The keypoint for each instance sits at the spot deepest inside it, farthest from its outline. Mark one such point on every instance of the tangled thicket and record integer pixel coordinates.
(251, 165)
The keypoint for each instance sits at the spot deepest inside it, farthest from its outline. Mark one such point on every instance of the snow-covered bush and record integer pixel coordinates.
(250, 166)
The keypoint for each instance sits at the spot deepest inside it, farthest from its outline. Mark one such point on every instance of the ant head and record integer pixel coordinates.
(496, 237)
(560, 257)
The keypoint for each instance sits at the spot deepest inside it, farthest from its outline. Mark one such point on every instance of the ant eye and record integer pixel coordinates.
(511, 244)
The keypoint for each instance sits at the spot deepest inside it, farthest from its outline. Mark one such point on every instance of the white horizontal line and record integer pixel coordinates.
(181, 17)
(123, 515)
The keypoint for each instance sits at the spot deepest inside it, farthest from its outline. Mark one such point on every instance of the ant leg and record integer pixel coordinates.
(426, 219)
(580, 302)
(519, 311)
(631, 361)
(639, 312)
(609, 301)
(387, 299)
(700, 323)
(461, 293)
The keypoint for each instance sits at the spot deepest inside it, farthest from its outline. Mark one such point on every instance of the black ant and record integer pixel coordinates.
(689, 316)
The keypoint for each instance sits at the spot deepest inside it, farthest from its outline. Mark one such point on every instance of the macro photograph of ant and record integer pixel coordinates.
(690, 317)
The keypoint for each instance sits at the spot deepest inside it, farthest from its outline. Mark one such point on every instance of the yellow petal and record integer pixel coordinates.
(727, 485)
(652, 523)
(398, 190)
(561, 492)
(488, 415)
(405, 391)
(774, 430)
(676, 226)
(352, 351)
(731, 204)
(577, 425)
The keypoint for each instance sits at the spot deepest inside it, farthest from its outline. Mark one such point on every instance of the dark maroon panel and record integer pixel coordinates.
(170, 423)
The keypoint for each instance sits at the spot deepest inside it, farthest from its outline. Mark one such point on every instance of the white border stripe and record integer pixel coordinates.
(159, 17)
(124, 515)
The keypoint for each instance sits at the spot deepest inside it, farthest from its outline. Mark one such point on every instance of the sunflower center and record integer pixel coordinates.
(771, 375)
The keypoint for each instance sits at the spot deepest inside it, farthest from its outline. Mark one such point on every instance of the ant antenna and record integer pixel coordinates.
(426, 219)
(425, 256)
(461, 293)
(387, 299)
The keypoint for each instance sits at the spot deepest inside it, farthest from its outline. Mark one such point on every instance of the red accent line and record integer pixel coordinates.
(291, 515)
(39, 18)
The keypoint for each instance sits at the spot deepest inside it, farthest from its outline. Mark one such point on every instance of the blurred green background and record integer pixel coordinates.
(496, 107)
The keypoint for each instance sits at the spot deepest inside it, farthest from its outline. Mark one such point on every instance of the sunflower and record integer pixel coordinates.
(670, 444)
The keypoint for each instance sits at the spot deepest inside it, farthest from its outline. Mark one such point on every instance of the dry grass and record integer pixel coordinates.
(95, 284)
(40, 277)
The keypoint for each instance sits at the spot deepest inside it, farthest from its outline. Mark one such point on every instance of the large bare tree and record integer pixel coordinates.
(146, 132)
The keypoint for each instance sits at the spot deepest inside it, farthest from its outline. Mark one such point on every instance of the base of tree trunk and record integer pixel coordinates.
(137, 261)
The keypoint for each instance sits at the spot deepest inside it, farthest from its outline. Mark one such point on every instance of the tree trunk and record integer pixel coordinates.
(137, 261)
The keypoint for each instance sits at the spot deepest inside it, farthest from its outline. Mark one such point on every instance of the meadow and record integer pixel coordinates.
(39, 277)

━━━━

Exercise brief: Write the data from above out again, exactly.

Full solution:
The keypoint for each instance sits at the spot deepest inside it, farthest from its outline. Mark one such point on every instance of the tangled thicket and record integer pixel coordinates.
(251, 165)
The keypoint for each instance sits at the spot deepest inside it, farthest from its outline. Mark one such point on every instance of the snow-covered bush and record integer pixel coordinates.
(250, 166)
The keypoint for each instance sits at the spot deepest inside it, farthest from its outline. Mark one such point on every instance of the ant head and record integer pixel coordinates.
(496, 237)
(560, 257)
The keypoint for each instance sits at the spot deepest inside it, farthest from its outline. Mark one such point on every instance of the ant eye and record integer pixel coordinates.
(511, 244)
The keypoint for each instance sits at the spot deepest inside it, farthest from its outline. Mark one such point on every instance of the white horizontal line and record integer pixel coordinates.
(181, 17)
(123, 515)
The keypoint for each instance sits at the spot deepest inside it, farthest from its outline. Mark one such point on every instance of the ant leg and record integer pixel coordinates.
(426, 219)
(580, 302)
(519, 311)
(631, 361)
(639, 312)
(609, 301)
(387, 299)
(700, 323)
(461, 293)
The keypoint for each instance sits at the spot deepest inside it, farthest from its outline. Mark one such point on every instance of the black ant and record integer pixel coordinates.
(689, 316)
The keypoint for each instance sits at the spot deepest inside it, farthest from its outline. Mark one such point on every instance of the macro photograph of ant and record integer pixel coordinates.
(690, 317)
The keypoint for each instance sits at the spot deepest inside it, farthest from its outline. Mark one such point on every instance of the yellow petal and record integer pixel coordinates.
(727, 485)
(652, 523)
(398, 190)
(561, 492)
(488, 415)
(405, 391)
(774, 430)
(676, 226)
(352, 351)
(731, 204)
(577, 425)
The keypoint for each instance sits at the spot deepest inside it, farthest from its outline. Mark one such point on every instance of the dark maroon panel and record integer pixel coordinates.
(170, 423)
The keypoint for each instance sits at the spot deepest inside it, farthest from its outline. Mark one such point on every instance of the white border stripe and record integer pixel coordinates.
(159, 17)
(124, 515)
The keypoint for each instance sits at the spot deepest inside it, farthest from its outline. Mark one such point on every instance of the sunflower center and record integer pixel coordinates.
(771, 375)
The keypoint for each instance sits at the spot deepest inside it, farthest from its outline. Mark one such point on every instance of the ant antenna and record integer pixel coordinates.
(426, 219)
(425, 256)
(461, 293)
(387, 299)
The keypoint for each instance sits at the spot deepest inside it, farthest from its outline. Mark one such point on every instance of the red accent line and record integer pixel coordinates.
(291, 515)
(39, 18)
The keypoint for each instance sits at the spot deepest inside it, farthest from its outline. Mark one such point on every instance of the blurred green background and record integer pixel coordinates.
(496, 107)
The keypoint for each instance sits at the spot deepest inside it, farthest from its outline. Mark one such point on every instance of the sunflower and record integer pixel coordinates.
(670, 444)
The keypoint for each instance sits at the spot deepest inside it, farthest from its outline. Mark one such point on every instance of the dry grass and record integer pixel coordinates.
(95, 284)
(40, 277)
The keypoint for each instance sits at the spot deepest inside it, farthest from its outline. Mark one such point on every instance of the large bare tree and record integer pixel coordinates.
(146, 132)
The keypoint for each instance sits at the spot deepest inside it, farthest from its outline. Mark one such point on every instance of the base of tree trunk and record integer pixel coordinates.
(137, 261)
The keypoint for each instance sits at the spot deepest inside it, farthest from its outline. Mark one such point on every instance of the tree trunk and record integer pixel coordinates.
(137, 261)
The keypoint for each instance sits at the spot deepest inside it, farthest from its outline. Mark one such point on every instance of the meadow and record integer pixel coordinates.
(39, 277)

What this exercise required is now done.